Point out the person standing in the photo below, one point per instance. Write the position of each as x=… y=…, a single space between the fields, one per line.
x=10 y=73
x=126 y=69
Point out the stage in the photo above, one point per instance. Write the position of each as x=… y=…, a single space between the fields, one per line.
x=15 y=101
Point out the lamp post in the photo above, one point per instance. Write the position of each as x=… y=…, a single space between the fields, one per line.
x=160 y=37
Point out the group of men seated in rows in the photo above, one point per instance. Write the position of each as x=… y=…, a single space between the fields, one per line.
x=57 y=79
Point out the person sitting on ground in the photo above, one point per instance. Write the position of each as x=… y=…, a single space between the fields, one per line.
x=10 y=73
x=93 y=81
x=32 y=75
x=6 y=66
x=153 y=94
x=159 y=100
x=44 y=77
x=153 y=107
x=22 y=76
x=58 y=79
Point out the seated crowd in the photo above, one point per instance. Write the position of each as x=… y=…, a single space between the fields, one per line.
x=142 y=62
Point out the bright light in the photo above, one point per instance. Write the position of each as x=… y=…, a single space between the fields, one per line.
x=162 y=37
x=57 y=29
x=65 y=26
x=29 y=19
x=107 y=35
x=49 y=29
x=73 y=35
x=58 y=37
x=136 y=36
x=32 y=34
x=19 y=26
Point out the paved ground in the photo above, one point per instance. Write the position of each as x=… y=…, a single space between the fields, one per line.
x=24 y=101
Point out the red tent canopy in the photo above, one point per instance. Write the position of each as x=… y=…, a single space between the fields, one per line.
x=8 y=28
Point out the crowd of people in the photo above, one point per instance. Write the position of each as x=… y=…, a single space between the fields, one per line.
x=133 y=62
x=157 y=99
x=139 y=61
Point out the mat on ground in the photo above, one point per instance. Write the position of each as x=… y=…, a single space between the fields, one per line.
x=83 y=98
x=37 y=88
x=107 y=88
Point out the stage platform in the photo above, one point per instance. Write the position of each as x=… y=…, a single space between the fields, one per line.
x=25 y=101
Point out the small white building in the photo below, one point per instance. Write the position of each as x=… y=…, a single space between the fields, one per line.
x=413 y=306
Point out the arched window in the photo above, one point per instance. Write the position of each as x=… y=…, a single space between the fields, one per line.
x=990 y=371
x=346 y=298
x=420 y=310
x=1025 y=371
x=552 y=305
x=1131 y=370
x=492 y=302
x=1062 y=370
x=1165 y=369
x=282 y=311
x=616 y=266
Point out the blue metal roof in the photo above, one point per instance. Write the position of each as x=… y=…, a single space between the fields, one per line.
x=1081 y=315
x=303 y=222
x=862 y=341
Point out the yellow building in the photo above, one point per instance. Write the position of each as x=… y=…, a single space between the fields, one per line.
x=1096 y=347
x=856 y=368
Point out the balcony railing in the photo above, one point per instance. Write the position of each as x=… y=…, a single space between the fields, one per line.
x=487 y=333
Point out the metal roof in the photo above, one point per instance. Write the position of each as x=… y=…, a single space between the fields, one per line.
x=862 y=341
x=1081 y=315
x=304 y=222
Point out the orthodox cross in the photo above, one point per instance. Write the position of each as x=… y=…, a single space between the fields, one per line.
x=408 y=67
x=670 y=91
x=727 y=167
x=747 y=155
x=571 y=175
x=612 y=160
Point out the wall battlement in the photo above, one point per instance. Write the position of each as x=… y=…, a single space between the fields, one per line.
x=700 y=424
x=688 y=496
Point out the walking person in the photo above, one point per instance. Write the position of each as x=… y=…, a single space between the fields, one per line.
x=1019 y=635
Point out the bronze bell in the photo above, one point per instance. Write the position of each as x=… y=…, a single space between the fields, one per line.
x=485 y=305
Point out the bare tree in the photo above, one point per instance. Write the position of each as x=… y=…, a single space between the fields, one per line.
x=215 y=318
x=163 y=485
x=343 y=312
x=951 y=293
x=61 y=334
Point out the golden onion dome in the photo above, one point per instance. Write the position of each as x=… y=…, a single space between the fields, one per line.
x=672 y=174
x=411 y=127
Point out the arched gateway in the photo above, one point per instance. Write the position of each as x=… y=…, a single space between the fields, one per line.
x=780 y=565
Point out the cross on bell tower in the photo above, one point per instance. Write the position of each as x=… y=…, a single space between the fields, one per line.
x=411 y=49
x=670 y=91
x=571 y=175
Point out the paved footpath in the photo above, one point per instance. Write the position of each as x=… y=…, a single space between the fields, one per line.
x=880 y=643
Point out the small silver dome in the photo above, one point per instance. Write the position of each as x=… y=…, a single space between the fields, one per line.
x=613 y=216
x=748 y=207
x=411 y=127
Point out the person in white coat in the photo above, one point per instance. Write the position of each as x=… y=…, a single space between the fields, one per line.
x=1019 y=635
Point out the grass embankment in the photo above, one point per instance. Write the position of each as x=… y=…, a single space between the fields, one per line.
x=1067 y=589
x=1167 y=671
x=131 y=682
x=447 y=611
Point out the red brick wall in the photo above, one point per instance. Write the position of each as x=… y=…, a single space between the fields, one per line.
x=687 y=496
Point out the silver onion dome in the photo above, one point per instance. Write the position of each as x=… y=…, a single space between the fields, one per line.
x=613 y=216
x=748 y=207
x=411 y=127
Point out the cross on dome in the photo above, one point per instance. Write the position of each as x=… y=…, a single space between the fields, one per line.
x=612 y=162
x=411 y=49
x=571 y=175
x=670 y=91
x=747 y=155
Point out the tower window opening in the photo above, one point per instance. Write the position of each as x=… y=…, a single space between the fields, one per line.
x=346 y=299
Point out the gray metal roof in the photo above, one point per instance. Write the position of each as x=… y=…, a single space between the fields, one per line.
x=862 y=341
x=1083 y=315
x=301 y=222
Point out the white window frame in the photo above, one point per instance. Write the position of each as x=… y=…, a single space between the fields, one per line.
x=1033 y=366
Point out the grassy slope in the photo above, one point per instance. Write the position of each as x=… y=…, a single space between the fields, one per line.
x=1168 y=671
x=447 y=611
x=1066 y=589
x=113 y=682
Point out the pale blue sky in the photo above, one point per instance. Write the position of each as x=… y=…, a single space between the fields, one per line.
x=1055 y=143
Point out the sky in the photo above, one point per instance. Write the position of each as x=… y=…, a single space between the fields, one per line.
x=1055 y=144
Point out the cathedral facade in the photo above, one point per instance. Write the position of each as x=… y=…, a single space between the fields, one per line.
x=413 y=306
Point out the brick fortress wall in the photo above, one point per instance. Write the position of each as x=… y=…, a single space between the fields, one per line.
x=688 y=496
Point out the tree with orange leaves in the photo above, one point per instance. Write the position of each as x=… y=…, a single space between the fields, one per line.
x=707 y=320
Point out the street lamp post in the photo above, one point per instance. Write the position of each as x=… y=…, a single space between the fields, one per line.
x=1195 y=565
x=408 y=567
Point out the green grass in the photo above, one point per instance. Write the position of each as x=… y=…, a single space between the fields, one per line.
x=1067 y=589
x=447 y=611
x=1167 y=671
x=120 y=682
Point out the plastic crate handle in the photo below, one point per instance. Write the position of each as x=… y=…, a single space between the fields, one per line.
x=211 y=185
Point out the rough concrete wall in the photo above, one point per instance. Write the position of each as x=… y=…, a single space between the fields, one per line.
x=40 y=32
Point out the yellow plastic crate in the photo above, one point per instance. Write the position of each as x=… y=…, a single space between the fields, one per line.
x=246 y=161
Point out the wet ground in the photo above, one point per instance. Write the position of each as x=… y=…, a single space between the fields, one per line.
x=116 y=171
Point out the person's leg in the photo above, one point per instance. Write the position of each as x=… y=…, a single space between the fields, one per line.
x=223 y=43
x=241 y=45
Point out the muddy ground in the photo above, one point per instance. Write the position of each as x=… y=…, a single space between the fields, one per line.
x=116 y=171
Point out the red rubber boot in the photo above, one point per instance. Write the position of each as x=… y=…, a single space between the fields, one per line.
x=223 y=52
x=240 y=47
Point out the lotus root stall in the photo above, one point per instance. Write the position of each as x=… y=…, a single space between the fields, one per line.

•••

§ **Objetivo declarado**
Nos itens acima, do trecho que vai da linha com "Point out the rough" até o fim, com as duas pontas incluídas, como fica cada linha reescrita por inteiro se todas as coordenadas x e y das respostas forem multiplicadas por 2,35 e arredondadas para o inteiro mais próximo, com as metades arredondadas para cima?

§ **Resposta do exercício**
Point out the rough concrete wall in the photo above, one point per instance. Write the position of each as x=… y=…, a single space between the fields, one per line.
x=94 y=75
Point out the yellow plastic crate in the photo above, one point per instance. Write the position of each as x=… y=…, a single space between the fields, one per line.
x=578 y=378
Point out the wet ground in the photo above, one point per instance. Write the position of each as x=… y=…, a single space between the fields, one per line.
x=273 y=402
Point out the person's leg in the photo above, one point per instance. Write the position of each as x=… y=…, a single space between the fields, one per line.
x=524 y=101
x=566 y=106
Point out the muddy ground in the photo above, one point per instance. Write the position of each as x=… y=…, a single space between the fields, one per line.
x=273 y=402
Point out the red rubber boot in the photo above, one point per instance. Write the position of each as x=… y=…, a single space between the fields, one per line.
x=524 y=122
x=564 y=110
Point out the lotus root stall in the photo above, one point per instance. Write the position of each as x=… y=…, a single space between the fields, one per line.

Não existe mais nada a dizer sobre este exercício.